Problem statement: Please keep to the lines below from the one with "Question. For every instance of the calm" through the one with "Question. For every instance of the harbour", and restate them word for word, ends included.

Records for processing:

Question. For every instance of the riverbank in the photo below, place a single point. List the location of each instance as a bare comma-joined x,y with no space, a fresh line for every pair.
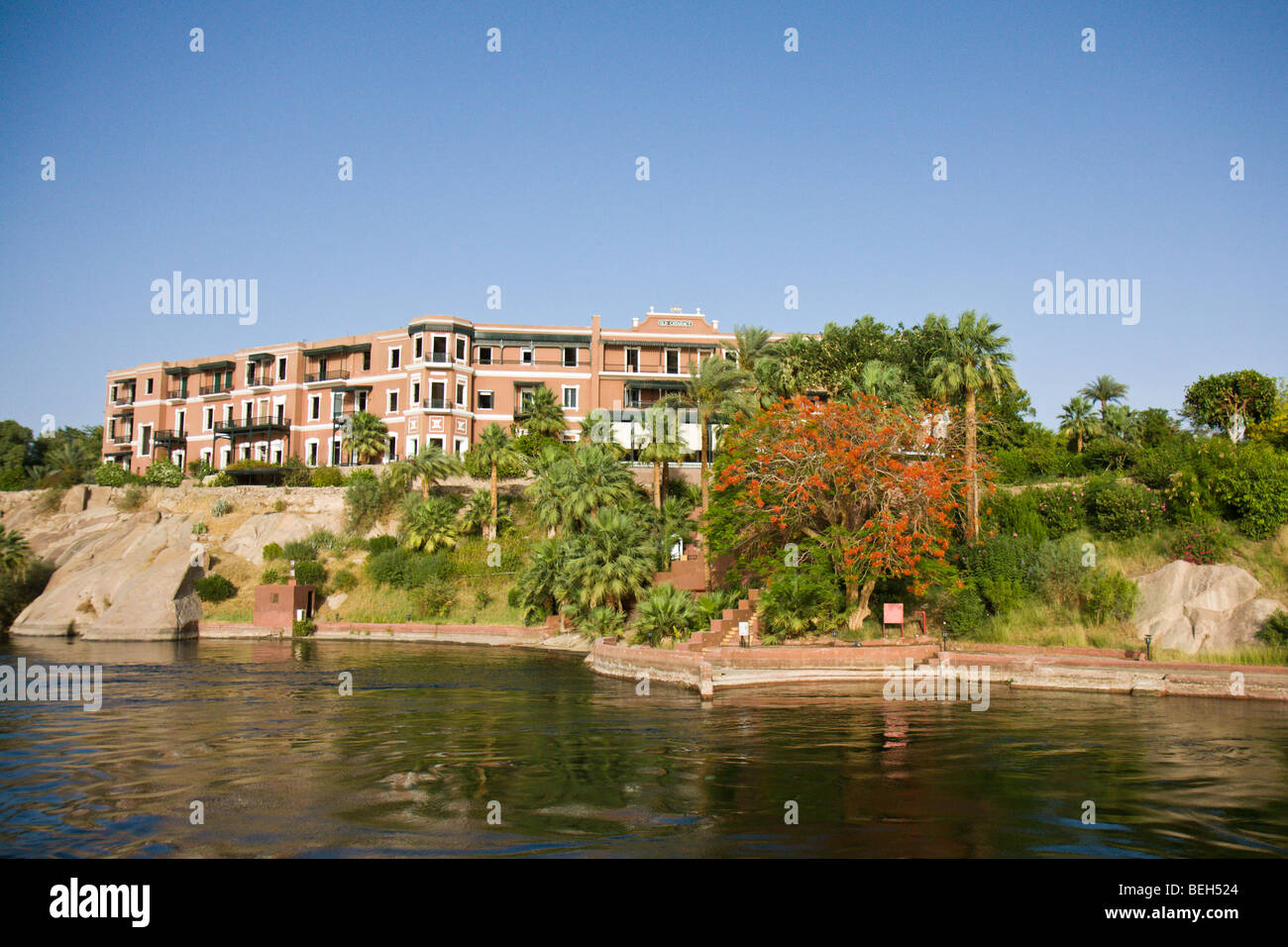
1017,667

...

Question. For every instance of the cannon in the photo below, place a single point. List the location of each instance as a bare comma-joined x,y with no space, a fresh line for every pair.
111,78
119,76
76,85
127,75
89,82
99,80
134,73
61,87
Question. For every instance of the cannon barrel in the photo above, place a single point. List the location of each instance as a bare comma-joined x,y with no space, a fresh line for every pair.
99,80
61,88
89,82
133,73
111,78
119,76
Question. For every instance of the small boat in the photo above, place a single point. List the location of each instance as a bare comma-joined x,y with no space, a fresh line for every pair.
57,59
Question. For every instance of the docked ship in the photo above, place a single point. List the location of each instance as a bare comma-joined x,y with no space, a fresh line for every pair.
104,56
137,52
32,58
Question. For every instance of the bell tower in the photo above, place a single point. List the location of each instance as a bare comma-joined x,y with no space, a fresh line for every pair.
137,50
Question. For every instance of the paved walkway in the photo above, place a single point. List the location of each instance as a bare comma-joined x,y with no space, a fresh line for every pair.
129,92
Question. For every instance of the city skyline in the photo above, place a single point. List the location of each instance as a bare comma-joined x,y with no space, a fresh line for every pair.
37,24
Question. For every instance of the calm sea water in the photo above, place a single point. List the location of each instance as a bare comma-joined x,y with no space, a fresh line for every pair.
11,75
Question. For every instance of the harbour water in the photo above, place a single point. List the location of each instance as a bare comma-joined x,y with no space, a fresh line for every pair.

Reply:
Question. For every instance of the calm sea water in the photo above, place a single point. List the location of each instance as a bare comma-joined x,y with no space, a fresh line for every pair.
11,75
Question. For every instance of the harbour water in the photo above, place a single point. List the location of each instance as a bare comma-joined x,y with no space, a fresh line for every pair.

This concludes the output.